[Required work]
Go line by line through the entries below and count those containing the string "irving"; give only the count.

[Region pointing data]
☆ ☆ ☆ ☆
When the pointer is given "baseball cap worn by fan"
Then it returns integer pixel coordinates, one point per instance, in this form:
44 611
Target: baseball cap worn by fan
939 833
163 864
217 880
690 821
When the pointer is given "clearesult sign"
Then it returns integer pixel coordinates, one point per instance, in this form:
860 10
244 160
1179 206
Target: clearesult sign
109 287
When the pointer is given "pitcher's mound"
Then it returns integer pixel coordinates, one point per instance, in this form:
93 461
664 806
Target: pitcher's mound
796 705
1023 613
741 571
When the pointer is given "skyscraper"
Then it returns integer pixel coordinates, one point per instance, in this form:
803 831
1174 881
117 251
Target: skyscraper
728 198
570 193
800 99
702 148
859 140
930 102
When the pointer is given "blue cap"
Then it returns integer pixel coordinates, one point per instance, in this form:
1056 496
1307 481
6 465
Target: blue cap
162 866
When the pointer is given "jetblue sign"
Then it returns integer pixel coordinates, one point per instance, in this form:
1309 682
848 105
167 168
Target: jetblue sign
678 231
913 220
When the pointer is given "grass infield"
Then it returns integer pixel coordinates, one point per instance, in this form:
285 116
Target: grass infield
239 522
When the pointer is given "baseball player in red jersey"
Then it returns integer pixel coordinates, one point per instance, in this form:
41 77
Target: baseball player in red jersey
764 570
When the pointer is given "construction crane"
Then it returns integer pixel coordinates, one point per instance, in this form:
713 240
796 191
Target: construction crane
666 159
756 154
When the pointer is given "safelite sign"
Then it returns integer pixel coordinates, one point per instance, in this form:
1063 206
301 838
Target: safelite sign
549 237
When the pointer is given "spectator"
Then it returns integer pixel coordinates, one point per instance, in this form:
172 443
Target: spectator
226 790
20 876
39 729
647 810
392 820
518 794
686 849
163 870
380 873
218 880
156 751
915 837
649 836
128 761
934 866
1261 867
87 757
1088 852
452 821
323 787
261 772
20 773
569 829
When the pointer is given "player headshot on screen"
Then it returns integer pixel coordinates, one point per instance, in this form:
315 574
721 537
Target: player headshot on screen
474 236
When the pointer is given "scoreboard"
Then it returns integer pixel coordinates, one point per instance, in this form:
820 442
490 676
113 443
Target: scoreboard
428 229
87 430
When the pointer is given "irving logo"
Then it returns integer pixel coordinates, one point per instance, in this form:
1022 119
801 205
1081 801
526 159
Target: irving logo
☆ ☆ ☆ ☆
[Answer area]
2